**What you have to do:** Give back the line in the listing below that contains "task | put a marker on each instance of the young" and all remaining lines, retyped exactly, through the last line.

——

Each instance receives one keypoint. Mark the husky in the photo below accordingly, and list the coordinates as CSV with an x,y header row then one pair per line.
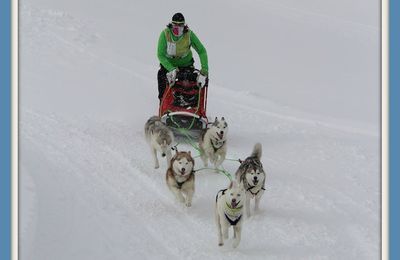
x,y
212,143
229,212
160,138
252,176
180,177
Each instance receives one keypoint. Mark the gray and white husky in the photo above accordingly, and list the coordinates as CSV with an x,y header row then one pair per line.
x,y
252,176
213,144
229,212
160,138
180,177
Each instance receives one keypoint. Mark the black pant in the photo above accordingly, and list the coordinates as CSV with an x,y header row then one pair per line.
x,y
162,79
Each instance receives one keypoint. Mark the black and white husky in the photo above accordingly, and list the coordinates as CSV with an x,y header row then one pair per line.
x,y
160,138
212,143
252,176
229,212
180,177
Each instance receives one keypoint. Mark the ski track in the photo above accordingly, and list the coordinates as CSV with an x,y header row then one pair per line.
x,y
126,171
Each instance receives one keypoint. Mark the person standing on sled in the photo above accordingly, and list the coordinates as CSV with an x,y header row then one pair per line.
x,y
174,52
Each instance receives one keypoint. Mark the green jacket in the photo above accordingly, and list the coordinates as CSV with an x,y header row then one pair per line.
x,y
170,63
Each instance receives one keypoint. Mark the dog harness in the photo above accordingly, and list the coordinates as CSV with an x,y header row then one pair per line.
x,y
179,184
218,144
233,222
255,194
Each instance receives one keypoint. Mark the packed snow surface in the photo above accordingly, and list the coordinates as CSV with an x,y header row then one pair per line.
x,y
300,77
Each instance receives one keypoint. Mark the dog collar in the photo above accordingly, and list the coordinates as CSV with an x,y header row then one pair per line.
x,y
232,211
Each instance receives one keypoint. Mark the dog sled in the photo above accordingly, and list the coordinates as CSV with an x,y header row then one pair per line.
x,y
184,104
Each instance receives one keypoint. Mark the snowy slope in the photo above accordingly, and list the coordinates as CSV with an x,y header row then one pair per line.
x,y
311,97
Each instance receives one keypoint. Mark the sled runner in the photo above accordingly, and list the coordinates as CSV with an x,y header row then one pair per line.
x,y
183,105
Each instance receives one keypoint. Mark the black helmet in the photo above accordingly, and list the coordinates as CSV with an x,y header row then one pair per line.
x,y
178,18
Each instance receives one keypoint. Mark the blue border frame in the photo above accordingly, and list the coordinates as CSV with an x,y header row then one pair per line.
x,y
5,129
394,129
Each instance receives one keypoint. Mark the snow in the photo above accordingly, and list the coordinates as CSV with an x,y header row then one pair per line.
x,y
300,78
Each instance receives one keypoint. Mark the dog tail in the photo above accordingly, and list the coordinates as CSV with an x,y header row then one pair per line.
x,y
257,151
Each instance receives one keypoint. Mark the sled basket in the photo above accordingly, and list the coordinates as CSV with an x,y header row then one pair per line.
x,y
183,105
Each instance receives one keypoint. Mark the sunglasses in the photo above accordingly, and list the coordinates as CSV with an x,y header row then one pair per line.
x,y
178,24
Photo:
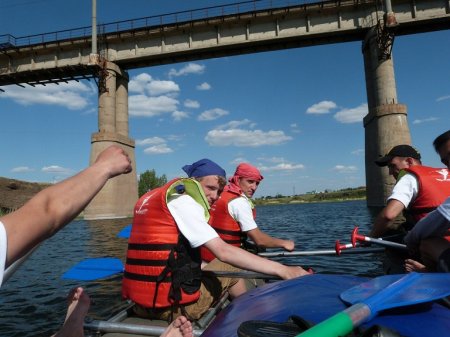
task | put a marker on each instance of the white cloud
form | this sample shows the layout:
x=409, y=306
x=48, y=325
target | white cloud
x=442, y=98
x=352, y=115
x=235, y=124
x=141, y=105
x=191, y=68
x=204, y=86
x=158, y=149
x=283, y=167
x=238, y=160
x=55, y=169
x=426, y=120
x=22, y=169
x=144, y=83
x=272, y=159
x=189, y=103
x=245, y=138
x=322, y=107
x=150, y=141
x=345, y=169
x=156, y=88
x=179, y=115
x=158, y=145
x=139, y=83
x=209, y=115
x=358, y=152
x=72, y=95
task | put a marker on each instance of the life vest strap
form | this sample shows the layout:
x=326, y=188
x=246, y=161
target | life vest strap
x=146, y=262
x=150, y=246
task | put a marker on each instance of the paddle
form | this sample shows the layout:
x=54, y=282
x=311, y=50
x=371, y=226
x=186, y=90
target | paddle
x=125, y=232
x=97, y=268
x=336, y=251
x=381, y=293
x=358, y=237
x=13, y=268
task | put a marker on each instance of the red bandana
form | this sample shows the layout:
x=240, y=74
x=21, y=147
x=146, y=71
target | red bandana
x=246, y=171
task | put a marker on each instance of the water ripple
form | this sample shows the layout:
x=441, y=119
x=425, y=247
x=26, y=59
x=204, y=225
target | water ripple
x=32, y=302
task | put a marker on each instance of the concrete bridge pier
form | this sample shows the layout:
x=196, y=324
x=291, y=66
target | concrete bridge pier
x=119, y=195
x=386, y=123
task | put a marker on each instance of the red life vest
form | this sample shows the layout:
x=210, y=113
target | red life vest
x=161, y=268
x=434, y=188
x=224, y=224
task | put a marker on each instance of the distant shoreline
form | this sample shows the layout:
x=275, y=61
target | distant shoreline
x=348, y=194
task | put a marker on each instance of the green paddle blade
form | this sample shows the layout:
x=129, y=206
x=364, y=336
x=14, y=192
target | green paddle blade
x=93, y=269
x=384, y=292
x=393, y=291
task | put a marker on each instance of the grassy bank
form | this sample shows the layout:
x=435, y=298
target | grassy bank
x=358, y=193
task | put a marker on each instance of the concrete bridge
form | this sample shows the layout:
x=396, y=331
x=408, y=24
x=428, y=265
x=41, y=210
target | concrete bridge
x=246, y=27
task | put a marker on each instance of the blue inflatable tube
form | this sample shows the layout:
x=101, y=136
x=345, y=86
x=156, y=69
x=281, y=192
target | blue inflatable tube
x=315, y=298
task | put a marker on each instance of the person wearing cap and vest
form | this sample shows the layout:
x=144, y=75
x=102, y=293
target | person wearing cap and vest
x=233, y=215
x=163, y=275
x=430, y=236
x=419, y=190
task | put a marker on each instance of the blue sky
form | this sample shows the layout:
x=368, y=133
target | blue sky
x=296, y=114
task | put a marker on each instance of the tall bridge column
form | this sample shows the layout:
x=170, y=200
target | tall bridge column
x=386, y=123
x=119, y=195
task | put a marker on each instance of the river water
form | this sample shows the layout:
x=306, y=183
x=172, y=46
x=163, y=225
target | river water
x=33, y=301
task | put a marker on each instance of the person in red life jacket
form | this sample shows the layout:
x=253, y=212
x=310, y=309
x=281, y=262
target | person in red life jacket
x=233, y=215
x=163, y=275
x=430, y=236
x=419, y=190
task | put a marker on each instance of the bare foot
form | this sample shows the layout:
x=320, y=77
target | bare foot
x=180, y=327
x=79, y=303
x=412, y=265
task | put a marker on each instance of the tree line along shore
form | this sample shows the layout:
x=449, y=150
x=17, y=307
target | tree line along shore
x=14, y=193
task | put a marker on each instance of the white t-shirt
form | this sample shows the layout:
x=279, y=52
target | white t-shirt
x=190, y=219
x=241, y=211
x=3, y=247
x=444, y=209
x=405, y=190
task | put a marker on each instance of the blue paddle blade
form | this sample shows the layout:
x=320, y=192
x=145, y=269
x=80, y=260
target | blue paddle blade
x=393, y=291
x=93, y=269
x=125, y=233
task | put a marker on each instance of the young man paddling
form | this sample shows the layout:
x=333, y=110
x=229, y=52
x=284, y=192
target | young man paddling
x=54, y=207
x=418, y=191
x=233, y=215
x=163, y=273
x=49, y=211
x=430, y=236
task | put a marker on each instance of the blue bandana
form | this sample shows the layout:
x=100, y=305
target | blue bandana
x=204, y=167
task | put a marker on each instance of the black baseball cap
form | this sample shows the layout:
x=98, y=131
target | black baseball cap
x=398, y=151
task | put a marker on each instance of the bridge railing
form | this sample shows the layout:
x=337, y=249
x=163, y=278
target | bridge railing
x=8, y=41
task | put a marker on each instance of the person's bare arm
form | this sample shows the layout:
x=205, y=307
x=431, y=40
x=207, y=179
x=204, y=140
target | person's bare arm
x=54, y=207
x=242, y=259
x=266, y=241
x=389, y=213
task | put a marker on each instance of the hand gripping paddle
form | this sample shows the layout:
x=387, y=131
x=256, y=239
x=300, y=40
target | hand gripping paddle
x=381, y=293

——

**Result of the exercise:**
task | put a marker on each instance of the young man paddling
form | this sample shows the layout:
x=333, y=110
x=229, y=52
x=284, y=192
target | young man paddling
x=54, y=207
x=418, y=191
x=233, y=215
x=163, y=273
x=49, y=211
x=430, y=236
task | put a marker on each instance of the blue bandana
form | this sample shows the layout:
x=100, y=305
target | blue bandana
x=204, y=167
task | put a marker on each instance of the black baseball cap
form | this sample shows the layout:
x=98, y=131
target | black baseball cap
x=398, y=151
task | put a marker on each instance of the bridge railing
form | this sample shows the layout:
x=337, y=249
x=163, y=278
target | bridge railing
x=8, y=41
task | put a marker on each instance of the person's bare arm
form | this sample shows the layout:
x=205, y=307
x=431, y=40
x=207, y=179
x=204, y=140
target | person's bare arm
x=54, y=207
x=242, y=259
x=266, y=241
x=389, y=213
task | put a marker on each instance of the hand gripping paddle
form | this sample shows the layout:
x=387, y=131
x=256, y=239
x=300, y=40
target | hand gripping paddle
x=381, y=293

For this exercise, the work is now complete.